Reproduce the passage below on marriage counseling and abuse word for word, changing nothing.

Provided text>
────────────────

You are a very lucky man which you will realize in time. Contrary to popular belief thanks to daytime talk shows far more me are the victims of abuse than you would think and you are absolutely victimized whether you realize it or not.

I was in couseling three months into my marriage and had two subsequent therapists during the 24 year term of my marriage that is currently in divorce stage initiated by my wife for the 2nd and last time.
I will be filing counterclaim this week. The 1st 2 therepist were found by my with therapy recieved at my insistence. These sessions ended when the therapists discovered credibility was not a virtue of my wife resulting in her refusal to continue therapy. She sought the last therapist we saw only to be used for an attempt in court to create a false appearance of dedication to the marriage. Odds are you initiated your counseling sessions. Now enough about me and now I will provide some counseling based on wisdom gained by experiences of myself and others known to me.

────────────────

Study material>
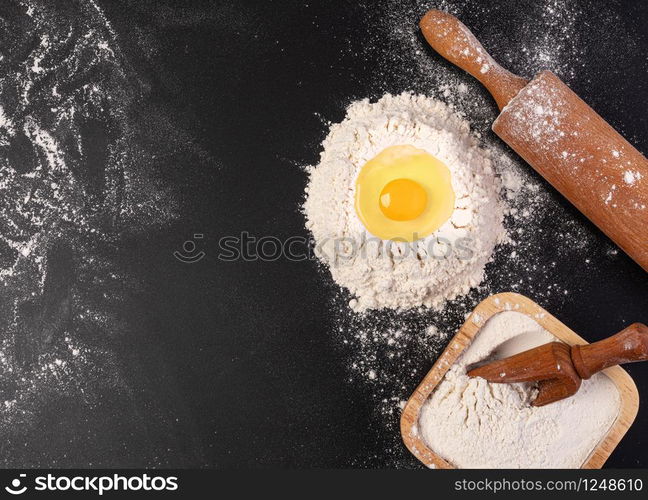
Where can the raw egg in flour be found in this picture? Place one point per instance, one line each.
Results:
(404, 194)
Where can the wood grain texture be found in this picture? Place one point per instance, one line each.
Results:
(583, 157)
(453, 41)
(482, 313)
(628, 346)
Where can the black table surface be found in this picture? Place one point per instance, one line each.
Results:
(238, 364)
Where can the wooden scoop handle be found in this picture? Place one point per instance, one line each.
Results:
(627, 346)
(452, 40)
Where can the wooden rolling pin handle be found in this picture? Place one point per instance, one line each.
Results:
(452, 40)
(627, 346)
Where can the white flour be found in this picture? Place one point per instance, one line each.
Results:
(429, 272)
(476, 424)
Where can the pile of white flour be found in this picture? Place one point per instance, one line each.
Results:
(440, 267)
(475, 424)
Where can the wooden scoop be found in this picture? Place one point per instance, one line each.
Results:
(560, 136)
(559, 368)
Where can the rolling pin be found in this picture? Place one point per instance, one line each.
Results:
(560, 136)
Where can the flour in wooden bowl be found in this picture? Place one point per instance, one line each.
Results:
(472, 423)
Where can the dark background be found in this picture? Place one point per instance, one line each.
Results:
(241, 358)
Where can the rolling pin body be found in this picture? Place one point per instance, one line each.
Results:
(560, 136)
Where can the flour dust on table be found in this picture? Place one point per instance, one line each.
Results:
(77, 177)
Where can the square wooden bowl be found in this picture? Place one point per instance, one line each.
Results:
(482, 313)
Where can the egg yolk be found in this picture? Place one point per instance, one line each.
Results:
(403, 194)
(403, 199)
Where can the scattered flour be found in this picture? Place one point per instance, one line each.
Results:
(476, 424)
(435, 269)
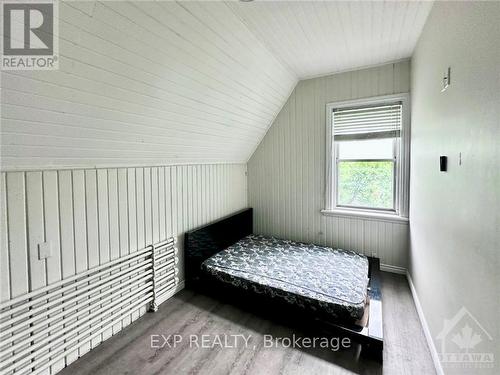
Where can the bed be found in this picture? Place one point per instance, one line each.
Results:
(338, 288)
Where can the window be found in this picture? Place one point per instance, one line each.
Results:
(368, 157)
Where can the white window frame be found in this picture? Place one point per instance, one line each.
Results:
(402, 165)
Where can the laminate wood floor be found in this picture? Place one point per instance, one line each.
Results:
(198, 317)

────────────────

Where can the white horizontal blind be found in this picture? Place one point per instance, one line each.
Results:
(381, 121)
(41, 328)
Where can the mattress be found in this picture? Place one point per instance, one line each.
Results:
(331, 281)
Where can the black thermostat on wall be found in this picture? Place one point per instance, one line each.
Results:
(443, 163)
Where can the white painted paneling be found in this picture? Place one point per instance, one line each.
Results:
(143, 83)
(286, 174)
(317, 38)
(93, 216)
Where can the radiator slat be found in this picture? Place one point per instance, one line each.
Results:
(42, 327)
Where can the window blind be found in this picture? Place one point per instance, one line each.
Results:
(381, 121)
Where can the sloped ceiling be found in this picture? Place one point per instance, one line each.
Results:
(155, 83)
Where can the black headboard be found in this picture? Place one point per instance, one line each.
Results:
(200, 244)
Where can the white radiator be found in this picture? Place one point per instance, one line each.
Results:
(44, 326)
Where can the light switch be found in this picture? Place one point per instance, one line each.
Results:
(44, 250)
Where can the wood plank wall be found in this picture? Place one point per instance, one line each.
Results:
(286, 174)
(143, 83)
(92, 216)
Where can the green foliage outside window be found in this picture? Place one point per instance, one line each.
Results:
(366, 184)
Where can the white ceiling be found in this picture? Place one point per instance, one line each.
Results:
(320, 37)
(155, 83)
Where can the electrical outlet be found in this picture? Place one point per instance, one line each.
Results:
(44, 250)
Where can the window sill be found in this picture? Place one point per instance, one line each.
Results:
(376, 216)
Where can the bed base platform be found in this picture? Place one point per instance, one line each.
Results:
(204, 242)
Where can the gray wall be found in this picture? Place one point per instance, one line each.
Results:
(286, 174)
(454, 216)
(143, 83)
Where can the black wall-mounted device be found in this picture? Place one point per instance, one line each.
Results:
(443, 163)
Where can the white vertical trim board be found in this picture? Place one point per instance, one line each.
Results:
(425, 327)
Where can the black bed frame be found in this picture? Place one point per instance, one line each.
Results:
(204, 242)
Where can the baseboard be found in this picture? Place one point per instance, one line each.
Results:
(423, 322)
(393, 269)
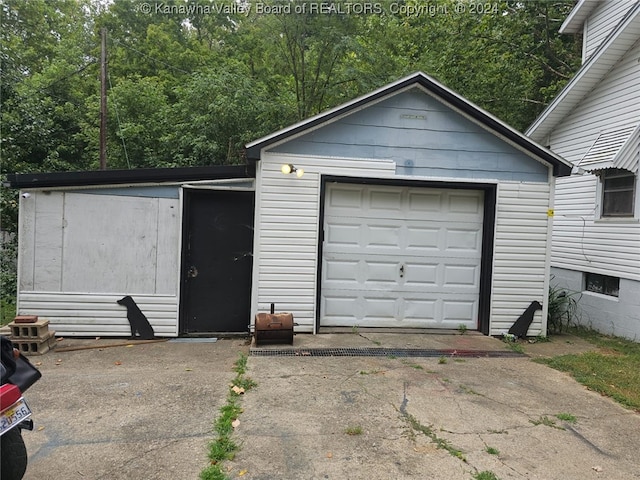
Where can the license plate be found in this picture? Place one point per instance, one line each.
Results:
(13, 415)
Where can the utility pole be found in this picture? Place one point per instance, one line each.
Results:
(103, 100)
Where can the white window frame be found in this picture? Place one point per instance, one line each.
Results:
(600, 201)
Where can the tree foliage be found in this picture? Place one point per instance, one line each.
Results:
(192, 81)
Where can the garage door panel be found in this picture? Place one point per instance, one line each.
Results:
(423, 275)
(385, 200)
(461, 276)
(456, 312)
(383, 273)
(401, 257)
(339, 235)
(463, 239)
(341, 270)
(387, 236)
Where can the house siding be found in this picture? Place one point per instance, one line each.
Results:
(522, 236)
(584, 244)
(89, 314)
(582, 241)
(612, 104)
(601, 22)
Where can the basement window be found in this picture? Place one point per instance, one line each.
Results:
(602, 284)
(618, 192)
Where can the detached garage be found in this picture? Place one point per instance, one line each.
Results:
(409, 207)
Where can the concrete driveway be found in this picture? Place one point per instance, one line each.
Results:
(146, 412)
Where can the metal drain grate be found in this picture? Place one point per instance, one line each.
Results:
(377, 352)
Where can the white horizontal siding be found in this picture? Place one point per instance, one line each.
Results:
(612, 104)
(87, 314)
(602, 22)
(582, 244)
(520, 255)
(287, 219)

────────────────

Answer to the problem>
You are a very lucky man which you will realize in time. Contrary to popular belief thanks to daytime talk shows far more me are the victims of abuse than you would think and you are absolutely victimized whether you realize it or not.

I was in couseling three months into my marriage and had two subsequent therapists during the 24 year term of my marriage that is currently in divorce stage initiated by my wife for the 2nd and last time.
I will be filing counterclaim this week. The 1st 2 therepist were found by my with therapy recieved at my insistence. These sessions ended when the therapists discovered credibility was not a virtue of my wife resulting in her refusal to continue therapy. She sought the last therapist we saw only to be used for an attempt in court to create a false appearance of dedication to the marriage. Odds are you initiated your counseling sessions. Now enough about me and now I will provide some counseling based on wisdom gained by experiences of myself and others known to me.